== RECORDED INFORMATION ==
━━━━

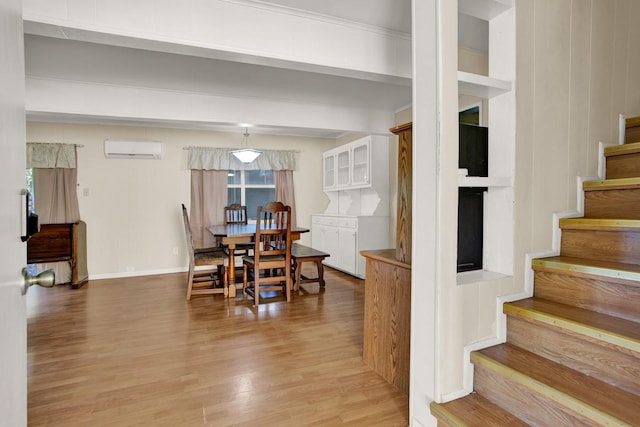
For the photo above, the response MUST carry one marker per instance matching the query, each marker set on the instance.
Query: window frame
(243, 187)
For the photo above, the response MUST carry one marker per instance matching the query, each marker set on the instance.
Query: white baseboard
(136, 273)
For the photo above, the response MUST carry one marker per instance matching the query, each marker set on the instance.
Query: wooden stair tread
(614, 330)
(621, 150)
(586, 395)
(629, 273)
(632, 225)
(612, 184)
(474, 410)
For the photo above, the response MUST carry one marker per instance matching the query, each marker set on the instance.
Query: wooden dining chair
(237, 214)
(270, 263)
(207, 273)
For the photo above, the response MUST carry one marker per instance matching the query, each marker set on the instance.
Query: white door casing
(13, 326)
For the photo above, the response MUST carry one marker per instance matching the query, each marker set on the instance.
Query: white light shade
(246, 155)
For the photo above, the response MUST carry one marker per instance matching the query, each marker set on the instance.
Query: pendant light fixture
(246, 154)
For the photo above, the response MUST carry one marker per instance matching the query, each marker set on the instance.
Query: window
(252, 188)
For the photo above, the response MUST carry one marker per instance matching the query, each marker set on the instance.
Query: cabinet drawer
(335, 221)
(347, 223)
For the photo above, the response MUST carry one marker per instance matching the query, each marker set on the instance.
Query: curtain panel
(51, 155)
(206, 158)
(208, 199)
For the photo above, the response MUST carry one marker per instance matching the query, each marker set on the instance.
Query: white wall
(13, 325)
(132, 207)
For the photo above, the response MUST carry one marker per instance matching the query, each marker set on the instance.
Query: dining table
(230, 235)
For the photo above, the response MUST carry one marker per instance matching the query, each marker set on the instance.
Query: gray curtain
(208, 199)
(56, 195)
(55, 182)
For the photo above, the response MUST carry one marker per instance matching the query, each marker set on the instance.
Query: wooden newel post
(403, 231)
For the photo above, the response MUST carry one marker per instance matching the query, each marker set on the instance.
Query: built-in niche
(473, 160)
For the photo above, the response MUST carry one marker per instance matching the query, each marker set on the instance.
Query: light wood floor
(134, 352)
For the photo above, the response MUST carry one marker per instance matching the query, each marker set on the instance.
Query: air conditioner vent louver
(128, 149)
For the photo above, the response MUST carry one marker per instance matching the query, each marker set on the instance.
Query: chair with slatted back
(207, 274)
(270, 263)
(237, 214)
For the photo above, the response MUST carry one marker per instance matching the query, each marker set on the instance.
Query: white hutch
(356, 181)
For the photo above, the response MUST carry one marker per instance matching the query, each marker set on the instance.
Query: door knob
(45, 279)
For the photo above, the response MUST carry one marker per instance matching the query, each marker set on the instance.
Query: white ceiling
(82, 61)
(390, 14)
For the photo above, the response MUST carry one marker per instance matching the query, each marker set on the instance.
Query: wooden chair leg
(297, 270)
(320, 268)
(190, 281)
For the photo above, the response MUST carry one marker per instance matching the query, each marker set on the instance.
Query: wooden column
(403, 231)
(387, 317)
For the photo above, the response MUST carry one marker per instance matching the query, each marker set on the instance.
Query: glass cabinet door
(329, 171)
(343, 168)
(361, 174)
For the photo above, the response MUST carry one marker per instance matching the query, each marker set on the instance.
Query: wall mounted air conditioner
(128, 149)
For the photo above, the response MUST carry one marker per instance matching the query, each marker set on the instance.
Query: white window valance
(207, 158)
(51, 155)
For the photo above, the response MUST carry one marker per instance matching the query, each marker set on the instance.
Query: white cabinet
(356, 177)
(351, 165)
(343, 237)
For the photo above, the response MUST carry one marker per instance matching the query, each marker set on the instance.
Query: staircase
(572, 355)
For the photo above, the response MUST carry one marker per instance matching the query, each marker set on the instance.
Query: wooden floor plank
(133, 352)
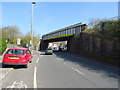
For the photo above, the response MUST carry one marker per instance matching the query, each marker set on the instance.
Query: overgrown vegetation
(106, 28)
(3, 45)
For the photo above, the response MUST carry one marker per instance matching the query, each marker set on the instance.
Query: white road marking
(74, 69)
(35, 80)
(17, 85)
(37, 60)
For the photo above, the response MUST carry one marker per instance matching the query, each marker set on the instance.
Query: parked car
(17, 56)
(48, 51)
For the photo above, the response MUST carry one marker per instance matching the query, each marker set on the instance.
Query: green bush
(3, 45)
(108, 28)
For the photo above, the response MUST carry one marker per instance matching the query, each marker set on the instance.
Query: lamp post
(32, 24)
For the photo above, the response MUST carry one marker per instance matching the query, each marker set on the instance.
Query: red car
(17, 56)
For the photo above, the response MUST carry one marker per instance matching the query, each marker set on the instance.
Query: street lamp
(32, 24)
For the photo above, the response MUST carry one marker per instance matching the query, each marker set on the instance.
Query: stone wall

━━━━

Everything above except the pictures must be restated exactly.

For the photo above, the response MUST carry one marker per instance matching the query, each marker set on the instance.
Query: window frame
(243, 187)
For the photo above, the response MUST carry one marker per instance matching the query, each marker set on the instance.
Query: white baseboard
(136, 273)
For the photo above, the response MUST carry one marker per instance matching the query, each marker set on the instance.
Query: wooden stair tread
(614, 330)
(621, 150)
(586, 395)
(629, 273)
(632, 225)
(612, 184)
(474, 410)
For the photo above, the response MUST carry one marker per instance matching the query, each marker set on the instance.
Query: wooden dining chair
(237, 214)
(270, 263)
(207, 273)
For the photo above, the response MUST carry one marker per instance matching the query, each marker set on the instance.
Query: white door casing
(13, 326)
For the photo above, the response MUST carry one marker per instance matching the query, each marker set on the instance.
Query: white light shade
(246, 155)
For the photo above, the response MUST carry one marker per instance matching the query, each marker set on the instance.
Query: pendant light fixture
(246, 154)
For the photo above, the response MUST carry one marker per instance matching the query, each marker set on the instance.
Query: window
(252, 188)
For the photo above, the response MUST carry one marker per instance matching the query, each marker set on the instance.
Query: cabinet drawer
(335, 221)
(347, 223)
For the photo above, the response MUST carry one marker per instance matching the query, each marker set on the instance.
Query: curtain panel
(51, 155)
(206, 158)
(208, 199)
For the photo above, the response MUST carry one marker per instance matching the query, each marker set on the instance.
Query: white wall
(13, 325)
(132, 207)
For the photo above, the response MUST carry one marker per instance matching the query, each marker set on the instance.
Query: dining table
(230, 235)
For the photo above, the response MUST carry one marker per instance matching the query, each marker set on the instance.
Query: gray curtain
(208, 199)
(56, 195)
(55, 182)
For the photo above, the response MUST carry one marker per instance matching the query, each marker set on the instance.
Query: wooden newel post
(403, 231)
For the photo above, the response MUST carry one marker per instance matching the query, each marker set on the instance.
Query: built-in niche
(473, 160)
For the photo above, the response MUST carry one marker per instance matching the query, each marker set on the instance.
Query: light wood floor
(134, 352)
For the photo above, the response MUST carry one marker per instance matching the query, each marker set on the instance.
Query: air conditioner vent louver
(128, 149)
For the photo above, the response MUST carry one marker per instance matching the query, each marker set on the instance.
Query: chair with slatted back
(207, 274)
(270, 263)
(237, 214)
For the photo above, the response MUST carry one marker per instance matching the query, each marker set on the instance.
Query: white hutch
(356, 181)
For the photo above, the response MUST carry one marker per instance matching the query, each marker set on the instance.
Query: door knob
(45, 279)
For the photo above, the response MUST carry one marker per instance matching the query, each marker set on the instance.
Query: white ceiling
(82, 61)
(390, 14)
For the photo above, the response MUST carry one marker per instance matching the query, each marker set on the instance.
Query: wooden chair leg
(297, 270)
(320, 268)
(190, 281)
For the photo above, the response MUST carry one marker per instance matching the query, each marker set on the instance.
Query: wooden column
(403, 231)
(387, 317)
For the photo above, the response MUST carry one marker per instance matching the query, each marker set on the instance.
Query: glass cabinet door
(329, 171)
(343, 168)
(361, 174)
For the photo above, the response MUST carry one marker per instance matching the query, each marker set on the instance.
Query: wall mounted air conditioner
(128, 149)
For the photo above, the response MUST carry one marker per instance matching the query, each marker set on the instance.
Query: white window valance
(207, 158)
(51, 155)
For the photo above, the response MUST carry one marker per instance matching the query, each marker set on the instance.
Query: white cabinet
(356, 177)
(351, 165)
(343, 237)
For the photo above, the response MUST carry one marker per instance matching the query, each marker set on the instance.
Query: staircase
(572, 355)
For the photo above, the response MUST carry one marker per instance matching the query, each marker set on the instance.
Query: wooden floor plank
(133, 352)
For the photo above, the response MUST carry one marker per instance matching the query, each marker set on the instance.
Query: overgrown vegetation
(106, 28)
(3, 45)
For the photo above, the response MUST carry one marker per instance matching the query, each marker set on the instance.
Query: white road marking
(74, 69)
(35, 80)
(17, 85)
(37, 60)
For the photo above, the response MUST carry one marker per instance matching the query, each marker set on the instance.
Query: parked car
(17, 56)
(48, 51)
For the photo above, the response MUST carry one marker per instance matching the query, each marker set on the instance.
Query: green bush
(3, 45)
(108, 28)
For the photo above, the response MUST carry one marker per instance matching the query, each marker set on the instance.
Query: lamp post
(32, 24)
For the photo above, the response MUST carry one marker per instance matching the query, each marker set on the instance.
Query: red car
(17, 56)
For the photo above, the response MUST carry one marker per instance matching the query, each marker set on the instance.
Query: street lamp
(32, 24)
For the photo above, the response MUST carry one marker per instance matching the query, each marker set on the instance.
Query: stone wall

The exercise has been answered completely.